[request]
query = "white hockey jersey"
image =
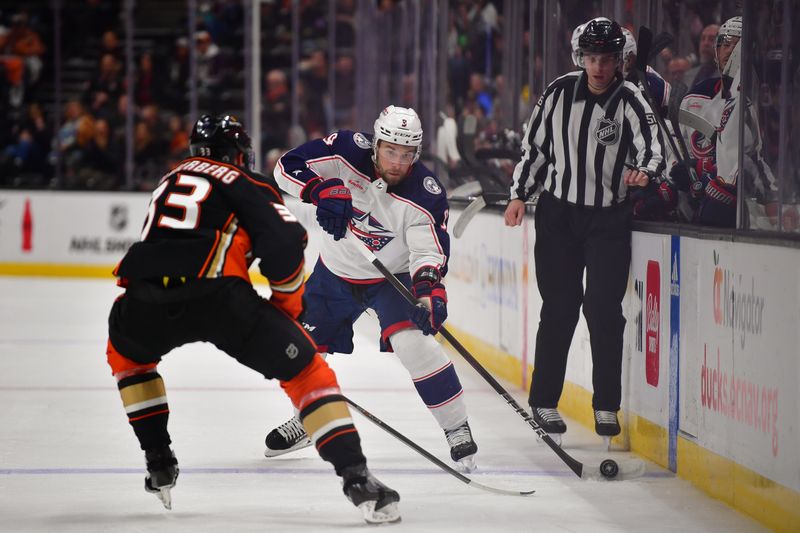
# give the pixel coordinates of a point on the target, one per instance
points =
(405, 225)
(710, 123)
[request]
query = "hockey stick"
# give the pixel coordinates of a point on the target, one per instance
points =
(430, 457)
(687, 118)
(679, 90)
(472, 209)
(608, 469)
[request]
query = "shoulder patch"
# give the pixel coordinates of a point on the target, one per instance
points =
(361, 141)
(431, 186)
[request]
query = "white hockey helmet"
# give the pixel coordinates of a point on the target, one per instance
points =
(630, 44)
(732, 28)
(576, 34)
(398, 125)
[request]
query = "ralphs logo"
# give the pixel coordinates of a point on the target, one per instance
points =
(652, 322)
(607, 131)
(736, 303)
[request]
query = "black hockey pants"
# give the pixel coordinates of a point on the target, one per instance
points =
(569, 240)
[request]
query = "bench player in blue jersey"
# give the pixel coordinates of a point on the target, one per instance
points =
(373, 185)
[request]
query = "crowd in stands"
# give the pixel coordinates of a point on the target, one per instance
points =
(85, 147)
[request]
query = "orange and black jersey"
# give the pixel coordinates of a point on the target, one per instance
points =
(208, 219)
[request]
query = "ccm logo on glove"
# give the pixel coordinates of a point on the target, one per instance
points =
(431, 312)
(334, 206)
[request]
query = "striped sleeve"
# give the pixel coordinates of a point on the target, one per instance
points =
(648, 143)
(533, 167)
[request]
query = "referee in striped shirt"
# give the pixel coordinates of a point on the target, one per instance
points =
(590, 138)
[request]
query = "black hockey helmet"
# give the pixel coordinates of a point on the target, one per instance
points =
(222, 139)
(601, 37)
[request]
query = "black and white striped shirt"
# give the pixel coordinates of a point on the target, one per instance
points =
(577, 143)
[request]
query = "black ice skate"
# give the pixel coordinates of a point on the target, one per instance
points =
(288, 437)
(550, 421)
(377, 502)
(462, 447)
(606, 425)
(162, 473)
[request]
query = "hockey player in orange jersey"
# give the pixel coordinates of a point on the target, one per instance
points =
(187, 280)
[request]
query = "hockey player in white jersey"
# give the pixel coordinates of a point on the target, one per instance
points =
(374, 186)
(710, 123)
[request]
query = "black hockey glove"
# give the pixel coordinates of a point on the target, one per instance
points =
(431, 312)
(334, 206)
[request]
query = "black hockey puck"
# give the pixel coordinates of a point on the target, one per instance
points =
(609, 469)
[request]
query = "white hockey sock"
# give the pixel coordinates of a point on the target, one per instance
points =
(434, 376)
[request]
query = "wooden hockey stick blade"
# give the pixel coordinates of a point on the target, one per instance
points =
(430, 457)
(660, 41)
(687, 118)
(629, 468)
(574, 465)
(643, 45)
(467, 215)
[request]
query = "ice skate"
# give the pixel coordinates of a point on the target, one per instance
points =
(462, 447)
(162, 474)
(288, 437)
(376, 501)
(550, 421)
(606, 425)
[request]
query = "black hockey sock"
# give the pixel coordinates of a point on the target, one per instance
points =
(145, 401)
(328, 423)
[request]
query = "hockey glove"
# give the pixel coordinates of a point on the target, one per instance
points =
(684, 174)
(718, 208)
(334, 206)
(431, 311)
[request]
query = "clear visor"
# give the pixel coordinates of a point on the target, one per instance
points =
(396, 154)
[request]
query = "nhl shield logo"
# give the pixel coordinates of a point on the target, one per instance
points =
(607, 131)
(431, 186)
(118, 218)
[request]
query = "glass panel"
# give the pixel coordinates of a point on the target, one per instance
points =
(770, 175)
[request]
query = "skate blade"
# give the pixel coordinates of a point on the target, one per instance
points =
(466, 465)
(386, 514)
(629, 468)
(268, 452)
(165, 497)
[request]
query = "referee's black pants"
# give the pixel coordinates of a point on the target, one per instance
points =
(569, 240)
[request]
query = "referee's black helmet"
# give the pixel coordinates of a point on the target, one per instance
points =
(601, 37)
(222, 139)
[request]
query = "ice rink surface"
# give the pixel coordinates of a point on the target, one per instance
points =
(69, 461)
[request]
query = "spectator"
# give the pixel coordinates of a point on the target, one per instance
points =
(345, 92)
(446, 135)
(12, 74)
(100, 161)
(73, 156)
(676, 70)
(209, 70)
(24, 156)
(277, 114)
(110, 45)
(314, 73)
(177, 77)
(707, 67)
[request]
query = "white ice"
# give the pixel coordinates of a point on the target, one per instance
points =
(69, 461)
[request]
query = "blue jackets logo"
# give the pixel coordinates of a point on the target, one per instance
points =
(370, 231)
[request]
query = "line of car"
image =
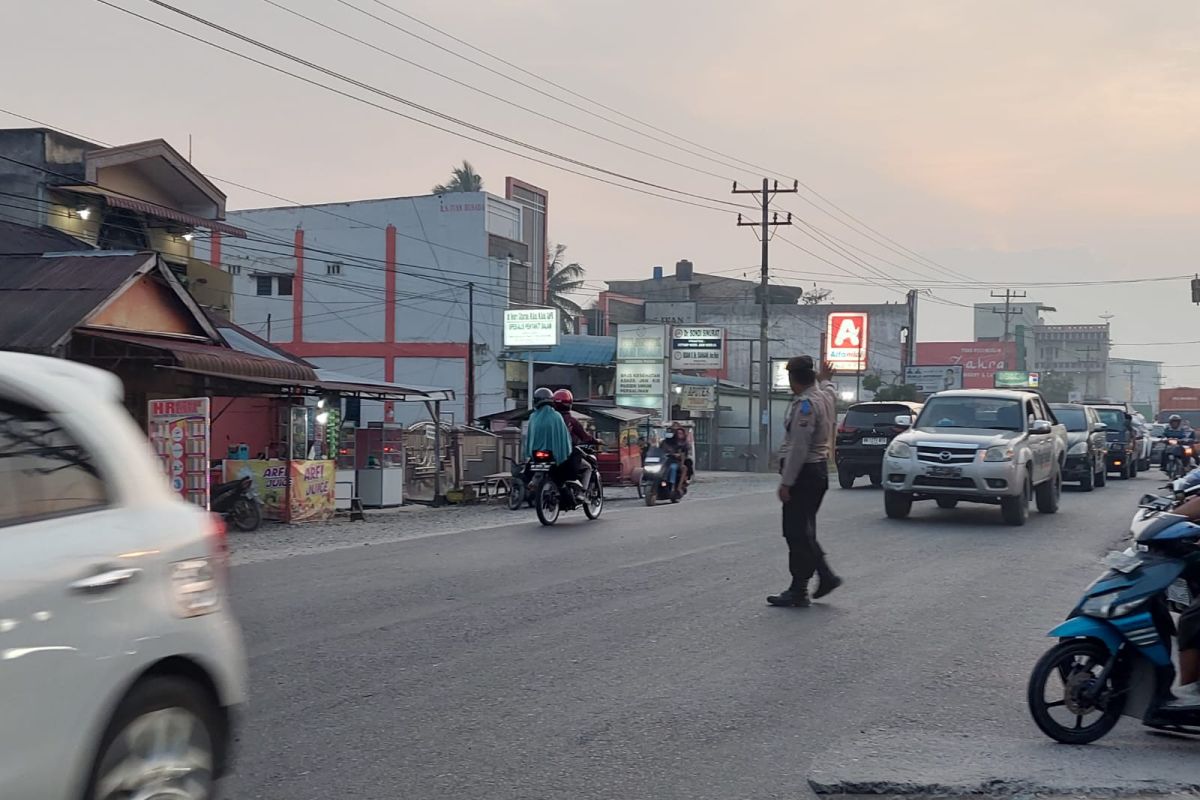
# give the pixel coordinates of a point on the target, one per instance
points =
(993, 446)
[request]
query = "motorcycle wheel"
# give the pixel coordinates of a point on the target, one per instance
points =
(593, 499)
(547, 503)
(246, 515)
(516, 495)
(1057, 684)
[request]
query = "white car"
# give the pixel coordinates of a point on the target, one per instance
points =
(120, 663)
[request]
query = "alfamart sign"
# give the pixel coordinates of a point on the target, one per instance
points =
(846, 341)
(531, 328)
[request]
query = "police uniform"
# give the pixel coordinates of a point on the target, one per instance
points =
(810, 425)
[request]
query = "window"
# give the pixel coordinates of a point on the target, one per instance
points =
(43, 473)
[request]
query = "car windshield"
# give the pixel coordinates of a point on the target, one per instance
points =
(990, 413)
(1073, 417)
(875, 416)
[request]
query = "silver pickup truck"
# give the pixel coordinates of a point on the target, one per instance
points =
(1003, 447)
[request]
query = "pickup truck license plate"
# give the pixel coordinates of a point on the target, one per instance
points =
(946, 471)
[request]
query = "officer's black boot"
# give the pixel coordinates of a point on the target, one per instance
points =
(791, 599)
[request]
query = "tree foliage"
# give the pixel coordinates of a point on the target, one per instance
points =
(462, 179)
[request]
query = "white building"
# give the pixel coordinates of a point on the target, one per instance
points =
(379, 289)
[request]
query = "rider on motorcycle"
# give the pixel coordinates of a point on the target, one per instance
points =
(580, 468)
(547, 432)
(1176, 429)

The exercise: Print the entries above exactly, taking out only the pictures.

Solution to this task:
[request]
query = "white hockey jersey"
image =
# give the pixel coordinates of a point on the target, one per instance
points =
(405, 225)
(710, 123)
[request]
query = "hockey stick"
# give the pixel coordinates of a point on the target, one per instance
points =
(430, 457)
(687, 118)
(679, 90)
(472, 209)
(608, 469)
[request]
query = "shoulder patch"
# give the pixel coordinates of a point on the target, one per instance
points =
(361, 141)
(431, 186)
[request]
query = "white hockey helmet"
# give the pixel coordinates of a point on the target, one per instance
points =
(630, 44)
(732, 28)
(576, 34)
(398, 125)
[request]
query = "ralphs logo"
# give the pixel coordinates of a point on the target, one per instance
points =
(652, 322)
(607, 131)
(736, 303)
[request]
query = "black hockey pants"
# give the pixel coordinates of a point on the target, one per instance
points =
(569, 240)
[request]
query = "bench player in blue jersey"
# give the pixel coordinates of a point on the target, one per instance
points =
(373, 185)
[request]
query = "crowd in stands"
# give the pixel coordinates of a point on the target, one per instance
points =
(85, 147)
[request]
query = "orange and black jersey"
# give the pixel coordinates of a point on the target, one per instance
points =
(208, 219)
[request]
query = "ccm logo on glove"
# give the pixel coordinates of a point on the target, one per instance
points =
(431, 312)
(334, 206)
[request]
query = "striped sleeve"
# give the pixel coordinates of a point on the target, one per instance
points =
(648, 143)
(533, 167)
[request]
query = "referee in striped shirt"
# give the pixel coordinates of a point on the target, one per instance
points =
(590, 138)
[request]
query = "black hockey helmet"
# give the pixel coordinates of a point on the target, one per instance
points =
(222, 139)
(601, 37)
[request]
query = "black and white striped shirt"
# give the pixel coordinates of a point on the target, one per instance
points =
(577, 143)
[request]
query = "black ice skate"
# give the pixel coordinates of a point on the target, one per instance
points =
(288, 437)
(550, 421)
(377, 502)
(462, 447)
(606, 425)
(162, 473)
[request]
query = "hockey player in orange jersey"
# give the pixel coordinates of a point on the target, one per instance
points =
(187, 280)
[request]
query = "hockey player in white jersey"
# give the pixel coordinates of a point on the target, one per instance
points =
(374, 186)
(710, 123)
[request]
query = "black hockey glove"
# give the pixel coordinates of a point on the target, one per instance
points =
(431, 312)
(334, 206)
[request]
query = "black hockey puck"
# give the pixel coordinates of a point on the target, one per instance
points =
(609, 469)
[request]
query = "white hockey sock"
# give the pixel coordinates of a point on the target, one per instance
points =
(434, 376)
[request]
query = "wooden hockey stick blade"
# give the pixel coordinates of a point on the target, one per instance
points =
(430, 457)
(660, 41)
(687, 118)
(629, 468)
(574, 465)
(643, 45)
(467, 215)
[request]
query = "ice skate"
# give the pixel coordinates of a point on the target, one per instance
points =
(462, 447)
(162, 474)
(288, 437)
(376, 501)
(550, 421)
(606, 425)
[request]
query = "black hockey sock"
# give the pixel coordinates of a point on the target, one per instance
points =
(145, 401)
(328, 423)
[request]
query = "hockey glove"
# give the pixel coordinates of a point on the target, one per instance
points =
(684, 174)
(718, 208)
(334, 206)
(431, 311)
[request]
query = "clear visor"
# give the pixel coordinates of a point on the target, one per instance
points =
(396, 154)
[request]
query = "nhl shield logo"
# give the pixel coordinates of a point on the target, one per instance
points =
(607, 131)
(431, 186)
(118, 218)
[request]
query = "glass panel"
# give the pixel coordinates of a point on the target, one per instance
points =
(770, 175)
[request]
query = "skate blade"
# give the pixel coordinates of a point on the target, one per instance
points =
(466, 465)
(386, 514)
(629, 468)
(268, 452)
(165, 497)
[request]
query = "referee's black pants"
# give the pixel coordinates of a point on the target, one per instance
points =
(569, 240)
[request]
query = "referee's black helmet"
# give the pixel coordinates of a point on the target, one per instance
points =
(601, 37)
(222, 139)
[request]
query = "ice rink surface"
# give the pixel coordinates of a point on the target, one per instance
points =
(69, 461)
[request]
query = "spectator"
# give the pixel coordinates of a point on the target, one per instance
points =
(345, 92)
(446, 135)
(12, 74)
(100, 161)
(73, 156)
(676, 70)
(209, 70)
(24, 156)
(277, 114)
(110, 45)
(314, 73)
(177, 77)
(707, 67)
[request]
query = "white ice"
# give the pixel coordinates of a point on the target, one per instance
points =
(69, 461)
[request]
query = "blue jackets logo"
# give the pixel coordinates of a point on the target, one per instance
points =
(370, 231)
[request]
query = "line of car"
image =
# give the pixel coordinates of a point on the target, one per instance
points =
(993, 446)
[request]
query = "motorcycle wheel"
# give the pixel coordinates of a point on the target, one per instance
points =
(593, 499)
(547, 503)
(246, 515)
(516, 495)
(1057, 684)
[request]
query = "white car"
# give the pixel coordinates of a point on the target, one per instance
points =
(120, 663)
[request]
query = "alfamart sign"
# give the pixel coordinates of a point on the target, one per instance
points =
(846, 341)
(531, 328)
[request]
query = "police uniform"
# give the pixel coordinates of a point on the target, one per instance
points =
(810, 425)
[request]
query = "window"
# give the pixel coordinates of a point on the target, one per instance
points =
(43, 473)
[request]
query = "car windshield"
# give the pixel coordinates of a point on the target, one per instance
points =
(990, 413)
(1073, 417)
(875, 416)
[request]
query = "silver pickup truck"
# give the pixel coordinates of a point on the target, one per instance
points =
(1003, 447)
[request]
query = "pickup truck license plate"
# give the pixel coordinates of a point on the target, one per instance
points =
(946, 471)
[request]
query = "officer's black boot"
# give the pixel coordinates of a point on the target, one per instance
points =
(791, 599)
[request]
query = "tree foliage"
# give the pixel coordinates of a point on the target, one per instance
points =
(462, 179)
[request]
query = "white building"
# give the pixel coordinates of a point on the target, one per instance
points =
(379, 289)
[request]
query = "rider on motorcycle"
# give the pixel coordinates of a point on the target, one per instance
points =
(580, 468)
(547, 432)
(1176, 429)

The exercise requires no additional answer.